Task requirements
Print each entry word for word.

Provided data: Begin

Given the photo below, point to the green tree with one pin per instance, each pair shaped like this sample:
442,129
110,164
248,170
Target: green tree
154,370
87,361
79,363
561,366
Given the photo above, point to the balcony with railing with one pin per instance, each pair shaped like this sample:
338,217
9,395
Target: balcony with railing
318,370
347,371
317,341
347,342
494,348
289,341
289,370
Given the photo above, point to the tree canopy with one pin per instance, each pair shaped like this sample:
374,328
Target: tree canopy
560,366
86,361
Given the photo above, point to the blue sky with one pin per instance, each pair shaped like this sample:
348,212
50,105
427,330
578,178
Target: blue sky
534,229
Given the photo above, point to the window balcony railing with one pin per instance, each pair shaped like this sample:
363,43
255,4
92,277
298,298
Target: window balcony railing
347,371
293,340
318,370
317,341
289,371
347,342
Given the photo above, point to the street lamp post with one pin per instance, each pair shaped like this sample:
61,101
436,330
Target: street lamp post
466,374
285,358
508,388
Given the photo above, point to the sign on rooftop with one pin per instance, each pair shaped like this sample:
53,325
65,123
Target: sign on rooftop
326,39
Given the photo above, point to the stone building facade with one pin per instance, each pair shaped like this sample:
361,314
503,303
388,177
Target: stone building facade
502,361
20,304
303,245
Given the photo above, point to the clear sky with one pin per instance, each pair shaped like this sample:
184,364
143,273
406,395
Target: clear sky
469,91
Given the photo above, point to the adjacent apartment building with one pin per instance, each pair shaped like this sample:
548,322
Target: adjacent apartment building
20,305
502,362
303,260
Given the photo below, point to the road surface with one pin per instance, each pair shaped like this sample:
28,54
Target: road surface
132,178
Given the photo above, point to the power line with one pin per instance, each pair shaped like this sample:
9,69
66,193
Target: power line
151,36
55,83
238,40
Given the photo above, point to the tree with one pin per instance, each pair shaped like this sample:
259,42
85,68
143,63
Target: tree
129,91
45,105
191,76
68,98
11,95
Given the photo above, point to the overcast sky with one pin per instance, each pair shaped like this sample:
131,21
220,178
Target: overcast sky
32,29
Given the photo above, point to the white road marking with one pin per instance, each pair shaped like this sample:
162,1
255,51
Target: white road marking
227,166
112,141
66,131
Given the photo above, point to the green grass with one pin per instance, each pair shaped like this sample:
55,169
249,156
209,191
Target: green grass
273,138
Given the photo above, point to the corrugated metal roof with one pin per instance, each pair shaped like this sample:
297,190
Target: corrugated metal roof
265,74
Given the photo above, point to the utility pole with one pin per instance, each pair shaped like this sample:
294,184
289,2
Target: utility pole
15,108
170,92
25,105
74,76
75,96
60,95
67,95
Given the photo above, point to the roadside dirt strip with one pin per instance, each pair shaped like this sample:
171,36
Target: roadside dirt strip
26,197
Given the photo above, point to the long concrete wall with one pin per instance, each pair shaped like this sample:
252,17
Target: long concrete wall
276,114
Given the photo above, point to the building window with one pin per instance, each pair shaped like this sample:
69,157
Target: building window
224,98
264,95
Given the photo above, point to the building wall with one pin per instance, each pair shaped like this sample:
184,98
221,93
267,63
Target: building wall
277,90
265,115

Provided data: End

Output below
Given the photo below, point to the green tree with one pin per instance, each pair shaped like this sample:
442,129
110,164
248,170
Target: green tree
154,370
87,361
79,363
561,366
Given the photo above, point to the balcony with railing with one pin per instance, each pair shaped like this sample:
338,217
9,395
Target: balcony with railing
318,370
347,371
317,341
347,342
494,348
289,341
289,370
Given the photo above, point to the tree canopy with one pin per instance, each pair shaped like this sample:
374,328
Target: tree canopy
560,366
86,361
Given the photo above, point to the blue sky with one pin per instance, each pair shaped like this sample:
348,212
50,105
427,330
578,178
Target: blue sky
534,229
Given the photo above, point to the window balcony railing with one pin per instance, each pair shaped like this sample:
363,43
255,4
92,277
298,298
Target: window balcony railing
347,371
293,340
318,370
317,341
289,371
347,342
Given the photo above, point to the street lamp post with one pin per instance, each pair shaped like this sample:
61,101
436,330
Target: street lamp post
466,374
285,358
508,388
Given the photo above, point to the sign on rooftop with one pin per instance, each pair shaped like this sample:
53,325
65,123
Target: sign on rooftop
326,39
Given the photo above, point to the stone building facade with one pin per instance, each pair shaped like this sample:
361,314
503,303
388,177
Target: stone building facade
502,361
20,304
303,245
Given the photo above, point to the clear sky with one pin per instance, each pair shaped like this sample:
184,364
143,273
406,395
Target: clear sky
469,91
Given the photo above, point to the adjacent apartment building with one pin per instance, each pair shaped like this sample:
548,322
Target: adjacent apartment building
20,305
502,362
303,260
Given the photo below, point to the road surface with one pin per instance, each pair shaped like this sample:
28,54
Target: road surface
132,178
Given the photo above, point to the power line with one pin per instance, each pair shaped like this sample:
9,69
66,193
Target: power line
151,36
55,83
238,40
Given the photo above, point to the tree with one pin per instance, each pair shaped like this sample:
259,42
85,68
143,63
Target: tree
129,91
45,105
191,76
68,98
11,95
Given the photo above, point to the overcast sky with one pin per instance, each pair shaped like this sample:
131,21
220,178
Target: overcast sky
32,29
Given the photo above, point to the white road marking with one pin per instance, each pair shaped like this sample:
162,1
255,51
Target: white road marking
227,166
112,141
66,131
Given the photo above, point to the green grass with one pin per instance, each pair shaped like this sample:
55,169
249,156
209,191
Target: green grass
273,138
Given the photo above, point to the corrugated metal roof with one pin per instance, each pair shaped like this sample:
297,190
Target: corrugated metal roof
265,74
Given the photo above, point to the utility pole with one pin per instance, each pair shaped like this sample:
294,184
289,2
Target: utility pole
15,108
170,92
25,105
74,76
75,96
60,95
67,95
Given the photo above, point to the roadside dirt strip with one pin per instance, each pair shaped like this sample:
171,36
Target: roadside dirt strip
26,197
Given the photo above, point to the long concrete wall with one pin per instance, each pair shaped like this sample:
252,17
Target: long concrete wall
276,114
Given the photo above, point to the building window with one pin per instance, each pair shaped like this sample:
69,157
Target: building window
224,98
264,95
Given the photo above, point to the building wall with one pin per instance, each pair shaped like this sample:
184,98
221,93
267,63
Target: building wall
277,90
265,115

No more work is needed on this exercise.